DATA TO PROCESS —
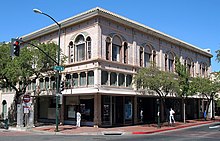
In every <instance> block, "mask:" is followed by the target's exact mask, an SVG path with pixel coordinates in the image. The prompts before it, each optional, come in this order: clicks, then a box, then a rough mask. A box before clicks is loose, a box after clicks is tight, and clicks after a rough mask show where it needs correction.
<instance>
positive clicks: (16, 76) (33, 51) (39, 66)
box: [0, 42, 66, 100]
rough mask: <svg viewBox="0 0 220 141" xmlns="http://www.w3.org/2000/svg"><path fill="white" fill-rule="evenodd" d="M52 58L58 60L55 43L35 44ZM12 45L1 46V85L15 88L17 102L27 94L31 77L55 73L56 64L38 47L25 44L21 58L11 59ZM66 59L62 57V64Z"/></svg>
mask: <svg viewBox="0 0 220 141" xmlns="http://www.w3.org/2000/svg"><path fill="white" fill-rule="evenodd" d="M33 44H35V45H37V46H38V47H39V48H41V49H42V50H43V51H44V52H46V53H47V54H48V55H49V56H50V57H51V58H53V59H54V60H56V57H57V48H58V46H57V45H56V44H54V43H47V44H45V43H37V42H33ZM10 46H11V45H10V43H8V44H2V45H0V67H1V69H0V83H1V85H2V86H4V87H8V88H13V89H14V90H15V91H16V96H15V100H16V99H17V98H18V97H19V96H20V95H21V94H23V93H25V92H26V87H27V85H28V83H29V79H30V77H35V79H36V78H38V77H39V76H40V75H41V73H42V72H44V73H53V74H54V73H55V72H54V71H53V69H52V68H53V66H54V65H55V63H54V62H53V61H52V60H51V59H50V58H49V57H48V56H46V55H45V54H43V53H42V52H41V51H40V50H38V49H37V48H36V47H33V46H30V45H28V44H24V45H23V47H21V49H20V56H19V57H14V58H13V59H12V58H11V57H10ZM65 59H66V56H65V55H62V58H61V62H64V61H65ZM19 81H21V82H22V84H23V88H22V89H18V88H17V87H16V84H17V83H18V82H19Z"/></svg>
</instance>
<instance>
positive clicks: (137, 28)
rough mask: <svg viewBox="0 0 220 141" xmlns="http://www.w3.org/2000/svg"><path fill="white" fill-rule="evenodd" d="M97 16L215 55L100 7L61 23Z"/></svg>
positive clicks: (207, 54)
mask: <svg viewBox="0 0 220 141" xmlns="http://www.w3.org/2000/svg"><path fill="white" fill-rule="evenodd" d="M95 16H101V17H105V18H107V19H110V20H112V21H116V22H118V23H121V24H123V25H126V26H128V27H131V28H133V29H136V30H139V31H142V32H145V33H147V34H149V35H152V36H155V37H157V38H159V39H163V40H165V41H167V42H171V43H173V44H175V45H178V46H181V47H184V48H186V49H189V50H192V51H195V52H197V53H200V54H202V55H205V56H207V57H210V58H211V57H213V55H212V54H211V53H210V52H207V51H205V50H203V49H201V48H198V47H196V46H194V45H192V44H189V43H187V42H184V41H182V40H180V39H177V38H175V37H172V36H170V35H168V34H165V33H163V32H160V31H158V30H155V29H153V28H150V27H148V26H146V25H143V24H140V23H138V22H135V21H133V20H130V19H128V18H125V17H123V16H120V15H117V14H115V13H112V12H110V11H107V10H105V9H102V8H100V7H96V8H93V9H91V10H88V11H86V12H83V13H81V14H78V15H76V16H73V17H70V18H68V19H65V20H63V21H60V22H59V23H60V24H61V28H65V27H68V26H71V25H74V24H77V23H80V22H83V21H85V20H88V19H91V18H93V17H95ZM56 31H58V28H57V25H56V24H52V25H50V26H47V27H45V28H42V29H40V30H37V31H35V32H32V33H30V34H27V35H24V36H22V38H23V40H25V41H28V40H33V39H36V38H38V37H40V36H43V35H45V34H49V33H52V32H56Z"/></svg>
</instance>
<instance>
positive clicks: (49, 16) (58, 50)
mask: <svg viewBox="0 0 220 141" xmlns="http://www.w3.org/2000/svg"><path fill="white" fill-rule="evenodd" d="M33 11H34V12H35V13H38V14H43V15H45V16H47V17H49V18H50V19H51V20H52V21H54V22H55V23H56V24H57V26H58V29H59V31H58V49H57V62H56V64H57V66H59V65H60V30H61V24H59V23H58V22H57V21H56V20H55V19H54V18H53V17H51V16H50V15H48V14H46V13H43V12H42V11H40V10H39V9H33ZM56 78H57V82H56V89H57V90H56V129H55V132H58V115H59V110H58V94H59V88H60V77H59V70H57V71H56Z"/></svg>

YOUR ASSIGNMENT — Only the records are wanted, copied exactly, with the pictures dropped.

YOUR SOLUTION —
In every <instance> block, "mask:" is followed by the target's exact mask, an SVG path with pixel coordinates in the image. The prompts before it, each optional, come in this order: clicks, then a box, then a rough mask. A box before clicks is loose, a box after clicks is tight, and clicks after a rough mask show where it needs correction.
<instance>
positive clicks: (16, 76) (33, 51) (39, 66)
box: [0, 42, 66, 100]
rough mask: <svg viewBox="0 0 220 141" xmlns="http://www.w3.org/2000/svg"><path fill="white" fill-rule="evenodd" d="M52 58L58 60L55 43L35 44ZM12 45L1 46V85L15 88L17 102L27 94L31 77L55 73L56 64L38 47L25 44L21 58L11 59ZM66 59L62 57V64Z"/></svg>
mask: <svg viewBox="0 0 220 141" xmlns="http://www.w3.org/2000/svg"><path fill="white" fill-rule="evenodd" d="M33 44H35V45H37V46H38V47H39V48H41V49H42V50H43V51H44V52H46V53H47V54H48V55H49V56H50V57H51V58H53V59H54V60H56V57H57V48H58V46H57V45H56V44H54V43H47V44H45V43H37V42H33ZM10 46H11V45H10V43H8V44H2V45H0V67H1V69H0V83H1V85H2V86H4V87H8V88H13V89H14V90H15V91H16V96H15V100H16V99H17V98H18V97H19V96H20V95H21V94H23V93H25V92H26V87H27V85H28V83H29V79H30V77H35V79H36V78H38V77H39V76H40V75H41V73H42V72H44V73H53V74H54V73H55V72H54V71H53V69H52V68H53V66H54V65H55V63H54V62H53V61H52V60H51V59H50V58H49V57H48V56H46V55H45V54H43V53H42V52H41V51H40V50H38V49H37V48H36V47H33V46H30V45H28V44H24V45H23V47H21V49H20V56H19V57H14V58H13V59H12V58H11V57H10ZM65 59H66V56H65V55H62V58H61V62H64V61H65ZM19 81H21V82H22V84H23V88H22V89H18V88H17V87H16V84H17V83H18V82H19Z"/></svg>
</instance>
<instance>
positive clicks: (137, 28)
rough mask: <svg viewBox="0 0 220 141" xmlns="http://www.w3.org/2000/svg"><path fill="white" fill-rule="evenodd" d="M97 16L215 55L100 7L61 23Z"/></svg>
positive clicks: (207, 54)
mask: <svg viewBox="0 0 220 141" xmlns="http://www.w3.org/2000/svg"><path fill="white" fill-rule="evenodd" d="M95 16H101V17H105V18H107V19H110V20H112V21H116V22H118V23H121V24H123V25H126V26H128V27H131V28H133V29H136V30H139V31H142V32H145V33H147V34H149V35H152V36H155V37H157V38H159V39H163V40H165V41H167V42H171V43H173V44H175V45H178V46H181V47H184V48H186V49H189V50H192V51H195V52H197V53H200V54H202V55H205V56H207V57H210V58H211V57H213V55H212V54H211V53H210V52H207V51H205V50H203V49H201V48H198V47H196V46H194V45H192V44H189V43H187V42H184V41H182V40H180V39H177V38H175V37H172V36H170V35H168V34H165V33H163V32H160V31H158V30H155V29H153V28H150V27H148V26H146V25H143V24H140V23H138V22H135V21H133V20H130V19H128V18H125V17H123V16H120V15H117V14H115V13H112V12H110V11H107V10H105V9H102V8H100V7H96V8H93V9H91V10H88V11H86V12H83V13H81V14H78V15H76V16H73V17H70V18H68V19H65V20H63V21H60V22H59V23H60V24H61V28H65V27H68V26H71V25H74V24H77V23H80V22H83V21H85V20H88V19H91V18H93V17H95ZM56 31H58V28H57V25H56V24H52V25H50V26H47V27H45V28H42V29H40V30H37V31H35V32H32V33H30V34H27V35H24V36H22V38H23V40H25V41H28V40H33V39H36V38H38V37H40V36H43V35H45V34H49V33H52V32H56Z"/></svg>
</instance>
<instance>
positive clicks: (49, 16) (58, 50)
mask: <svg viewBox="0 0 220 141" xmlns="http://www.w3.org/2000/svg"><path fill="white" fill-rule="evenodd" d="M33 11H34V12H35V13H38V14H43V15H45V16H47V17H49V18H50V19H51V20H52V21H54V22H55V23H56V24H57V26H58V29H59V31H58V49H57V62H56V64H57V66H59V65H60V30H61V24H59V23H58V22H57V21H56V20H55V19H54V18H53V17H51V16H50V15H48V14H46V13H43V12H42V11H40V10H39V9H33ZM56 78H57V82H56V89H57V90H56V129H55V132H58V115H59V110H58V94H59V88H60V77H59V70H57V71H56Z"/></svg>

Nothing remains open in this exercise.